Minister of Economy and Labor
- In office 11 January 2007 – 2008
- Prime Minister: Alfred Gusenbauer

Minister of Environment, Youth, and Family Affairs
- In office 1996–2000
- Prime Minister: Franz Vranitzky; Viktor Klima;
- Preceded by: Maria Rauch-Kallat (Environment); Sonja Moser (Youth and Family);

Personal details
- Born: 3 June 1953 (age 73) Graz, Austria
- Party: Austrian People's Party
- Education: University of Graz

= Martin Bartenstein =

Austrian businessman and politician (born 1953)

Martin Bartenstein (/de/; born 3 June 1953) is an Austrian businessman and politician who held different cabinet portfolios between 1995 and 2008. He is a member of the Austrian People's Party.

==Early life and education==
Bartenstein was born in Graz on 3 June 1953. He obtained a Ph.D. in chemistry from the University of Graz in 1978.

==Career==
Bartenstein started his career at his family's company, Lannacher Heilmittel GmbH, in 1978 and worked there until 1995. He also founded his own firm, Genericon, in 1986.

In 1991 Bartenstein became a member of the Austrian parliament for the Austrian People's Party. He served as the minister of environment and public economy from May 1995 to 1996. He was minister of environment, youth, and family affairs from 1996 to 2000. In this post he served first in the cabinet of Franz Vranitzky and then in the cabinet of Viktor Klima.

Then he was named minister of economy and labor in 2000. He retained his post in the coalition cabinet formed by Prime Minister Wolfgang Schüssel in March 2003. On 11 January 2007 he became again minister of economy and labor in the coalition cabinet led by Prime Minister Alfred Gusenbauer. In 2012, Bartenstein was made the traffic affairs spokesman of the Austrian People's Party.

==Personal life==
Bartenstein married Ilse Bartenstein in 1983 and they have five children, a daughter and four sons.

# SUPPLIED DATA:
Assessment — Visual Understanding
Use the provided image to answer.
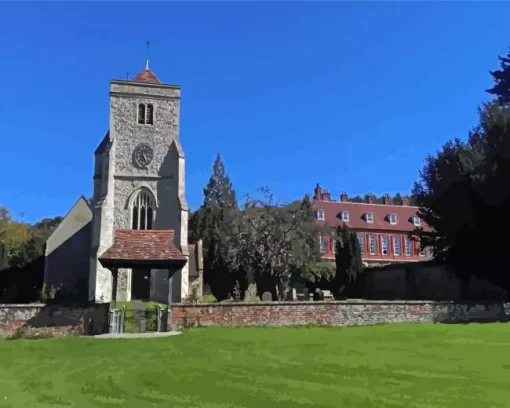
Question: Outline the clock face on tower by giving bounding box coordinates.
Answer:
[133,143,154,169]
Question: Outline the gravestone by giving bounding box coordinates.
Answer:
[303,288,310,300]
[313,288,324,300]
[262,292,273,302]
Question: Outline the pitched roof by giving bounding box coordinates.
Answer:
[94,130,110,154]
[131,69,161,84]
[312,200,430,232]
[99,229,187,262]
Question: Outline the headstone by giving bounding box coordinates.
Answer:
[313,288,324,300]
[303,288,310,300]
[262,292,273,302]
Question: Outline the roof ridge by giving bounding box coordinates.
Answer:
[314,200,420,208]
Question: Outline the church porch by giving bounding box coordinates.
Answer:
[99,230,188,328]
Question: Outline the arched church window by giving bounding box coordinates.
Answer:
[138,103,145,125]
[131,190,156,230]
[145,103,154,125]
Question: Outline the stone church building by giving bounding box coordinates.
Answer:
[44,62,202,303]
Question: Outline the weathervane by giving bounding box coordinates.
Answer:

# EXERCISE REQUIREMENTS:
a. According to the Martin Bartenstein biography, what degree did he obtain from the University of Graz, and in what year?
b. Using the Martin Bartenstein biography, mark each statement yes or no and quote the words that settle it: (i) Bartenstein worked at Lannacher Heilmittel GmbH until 2000. (ii) He became a member of the Austrian parliament in 1991. (iii) He and Ilse Bartenstein have four daughters.
c. Return the stretch of the Martin Bartenstein biography from "Then he was" through "and four sons.", copied word for word.

# RESPONSES TO THE EXERCISE:
a. A Ph.D. in chemistry, in 1978.

b.
(i) No: "worked there until 1995"
(ii) Yes: "In 1991 Bartenstein became a member of the Austrian parliament"
(iii) No: "they have five children, a daughter and four sons"

c.
Then he was named minister of economy and labor in 2000. He retained his post in the coalition cabinet formed by Prime Minister Wolfgang Schüssel in March 2003. On 11 January 2007 he became again minister of economy and labor in the coalition cabinet led by Prime Minister Alfred Gusenbauer. In 2012, Bartenstein was made the traffic affairs spokesman of the Austrian People's Party.

==Personal life==
Bartenstein married Ilse Bartenstein in 1983 and they have five children, a daughter and four sons.